Copy the forum thread on New Zealand forestry from "There have been" through "(Jul 4, 2013)", putting "forest" in place of "bush".

* Article:
^^^^^^^^^^^^^^^^

# Welcome to New Zealand?s most dangerous workplace



## sika (Jul 3, 2013)

*Welcome to New Zealand’s most dangerous workplace*

Interesting watching from NZ on TV last night.

Calls intensify for forestry inquiry - Story - 3rd Degree - TV Shows - 3 News

There have been 28 deaths in the past five years in NZ forestry.

I've been right thru this bit of bush both before/during and after felling. Looks like hard mahi to me. Now I know why they spray painted "look up" on a few trees.


----------



## imagineero (Jul 4, 2013)

^^^^^^^^^^^^^^^^

Records of labeled points:

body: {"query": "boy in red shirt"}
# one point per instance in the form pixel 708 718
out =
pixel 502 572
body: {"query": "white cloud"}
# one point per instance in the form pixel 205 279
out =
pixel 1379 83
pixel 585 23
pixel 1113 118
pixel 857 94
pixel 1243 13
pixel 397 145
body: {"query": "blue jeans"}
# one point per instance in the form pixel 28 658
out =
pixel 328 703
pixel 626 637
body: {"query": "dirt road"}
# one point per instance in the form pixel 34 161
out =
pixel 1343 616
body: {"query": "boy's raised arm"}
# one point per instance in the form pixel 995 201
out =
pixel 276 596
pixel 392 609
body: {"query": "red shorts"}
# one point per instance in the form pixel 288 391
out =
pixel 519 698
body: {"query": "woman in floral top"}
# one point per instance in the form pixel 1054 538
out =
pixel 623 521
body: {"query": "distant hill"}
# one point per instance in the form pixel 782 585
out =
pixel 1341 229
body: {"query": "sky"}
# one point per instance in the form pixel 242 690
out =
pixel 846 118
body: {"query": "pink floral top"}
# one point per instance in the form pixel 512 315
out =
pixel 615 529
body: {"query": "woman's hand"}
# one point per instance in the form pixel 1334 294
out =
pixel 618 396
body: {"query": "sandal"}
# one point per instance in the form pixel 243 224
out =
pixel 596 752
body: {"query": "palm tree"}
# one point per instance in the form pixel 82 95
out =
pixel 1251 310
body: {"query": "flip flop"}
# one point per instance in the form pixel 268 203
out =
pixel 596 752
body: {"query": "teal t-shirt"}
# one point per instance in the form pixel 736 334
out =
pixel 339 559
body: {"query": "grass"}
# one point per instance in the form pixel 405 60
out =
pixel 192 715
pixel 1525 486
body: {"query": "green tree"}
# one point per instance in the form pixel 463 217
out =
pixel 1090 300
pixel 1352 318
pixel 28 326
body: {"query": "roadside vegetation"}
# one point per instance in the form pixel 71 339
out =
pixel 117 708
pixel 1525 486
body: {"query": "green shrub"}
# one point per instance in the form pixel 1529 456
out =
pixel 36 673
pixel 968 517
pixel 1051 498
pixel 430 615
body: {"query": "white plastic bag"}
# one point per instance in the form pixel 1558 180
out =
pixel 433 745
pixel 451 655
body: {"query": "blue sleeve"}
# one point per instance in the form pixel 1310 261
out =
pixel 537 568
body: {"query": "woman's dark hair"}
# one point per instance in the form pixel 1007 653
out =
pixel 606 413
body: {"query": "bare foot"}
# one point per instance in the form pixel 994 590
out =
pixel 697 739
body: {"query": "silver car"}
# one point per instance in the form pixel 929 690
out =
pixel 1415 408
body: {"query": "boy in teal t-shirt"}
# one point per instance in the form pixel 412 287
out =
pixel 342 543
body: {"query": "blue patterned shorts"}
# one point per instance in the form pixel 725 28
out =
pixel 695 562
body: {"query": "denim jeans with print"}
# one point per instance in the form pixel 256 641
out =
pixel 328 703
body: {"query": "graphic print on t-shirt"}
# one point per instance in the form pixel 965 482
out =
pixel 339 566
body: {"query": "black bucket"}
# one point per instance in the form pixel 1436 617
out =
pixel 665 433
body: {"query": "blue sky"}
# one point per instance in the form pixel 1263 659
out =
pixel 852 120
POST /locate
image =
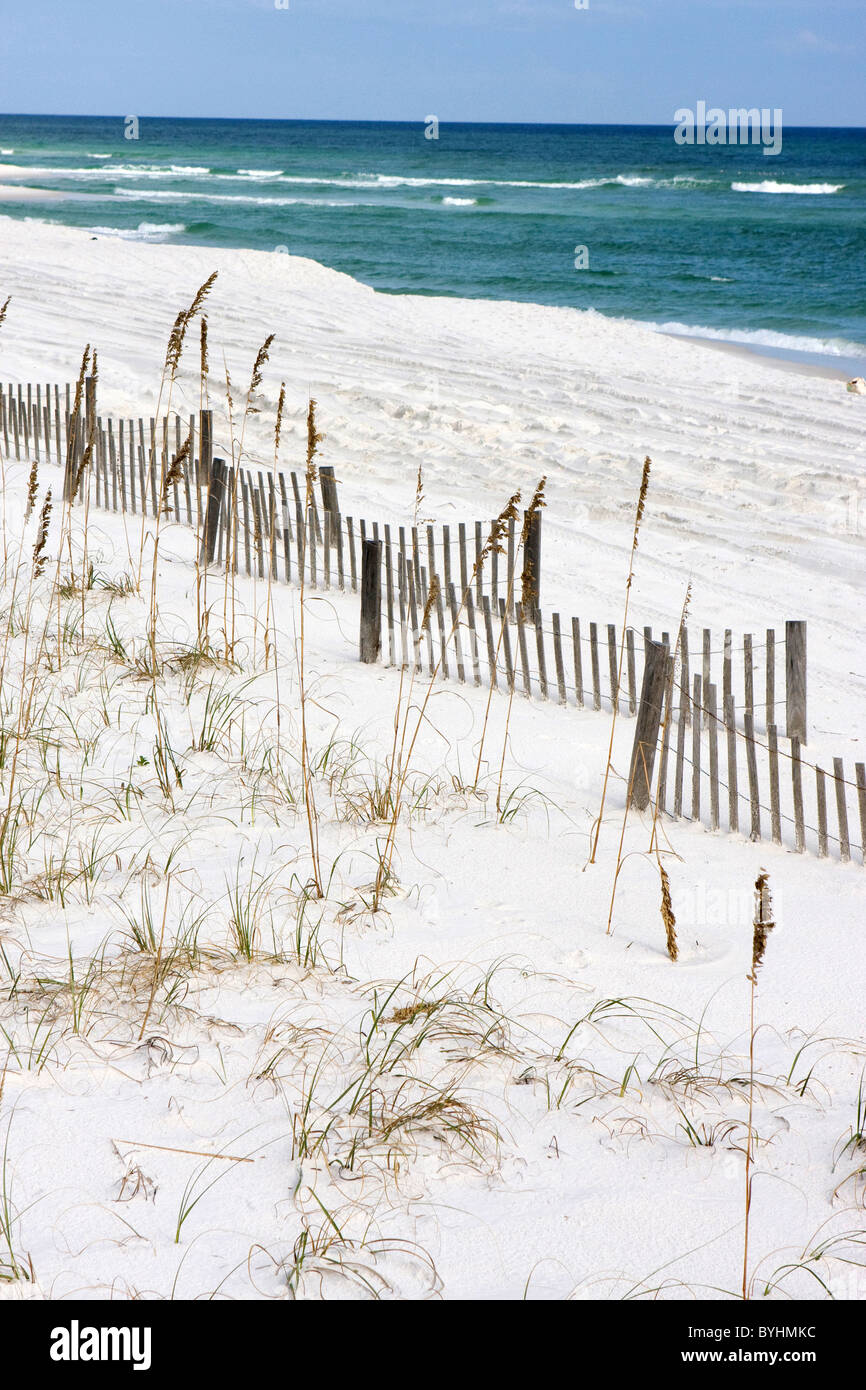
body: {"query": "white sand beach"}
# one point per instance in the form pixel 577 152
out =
pixel 583 1159
pixel 756 469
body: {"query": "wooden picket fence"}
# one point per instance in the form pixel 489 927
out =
pixel 485 626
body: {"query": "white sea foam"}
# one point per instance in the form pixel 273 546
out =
pixel 181 196
pixel 772 186
pixel 143 232
pixel 765 338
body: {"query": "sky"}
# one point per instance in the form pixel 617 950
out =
pixel 462 60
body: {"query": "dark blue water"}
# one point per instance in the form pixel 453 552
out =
pixel 722 239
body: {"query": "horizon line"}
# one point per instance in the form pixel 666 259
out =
pixel 328 120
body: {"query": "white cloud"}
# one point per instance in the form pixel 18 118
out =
pixel 806 41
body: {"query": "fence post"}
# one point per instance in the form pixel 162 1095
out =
pixel 795 680
pixel 649 716
pixel 371 601
pixel 328 494
pixel 206 446
pixel 531 567
pixel 89 407
pixel 214 509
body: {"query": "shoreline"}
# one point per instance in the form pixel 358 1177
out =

^^^^^^^^^^^^^^^^

* Final answer:
There have been 28 deaths in the past five years in NZ forestry.

I've been right thru this bit of forest both before/during and after felling. Looks like hard mahi to me. Now I know why they spray painted "look up" on a few trees.


----------



## imagineero (Jul 4, 2013)